Reproduce each of the following rows verbatim, omitting the pictures from your answer.

» **The input**:
::::::::
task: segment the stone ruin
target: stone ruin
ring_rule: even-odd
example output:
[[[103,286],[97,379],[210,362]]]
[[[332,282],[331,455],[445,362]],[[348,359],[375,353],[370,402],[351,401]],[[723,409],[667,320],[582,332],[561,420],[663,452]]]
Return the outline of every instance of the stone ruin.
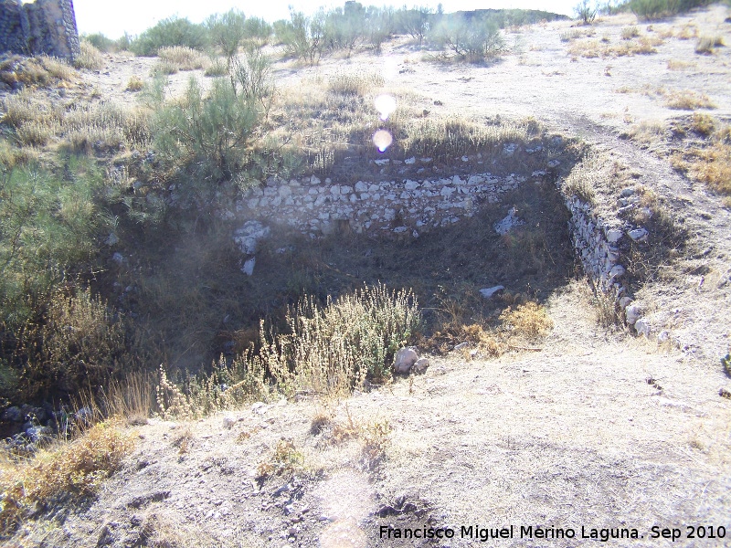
::::::::
» **Complete answer**:
task: segment the stone ruin
target: stone ruin
ring_rule: even-odd
example output:
[[[103,286],[97,379],[210,362]]]
[[[332,282],[331,455],[445,362]],[[348,359],[375,353],[370,402],[351,401]],[[723,409],[667,320],[582,332],[561,420],[663,452]]]
Return the outline of every instance of the stone ruin.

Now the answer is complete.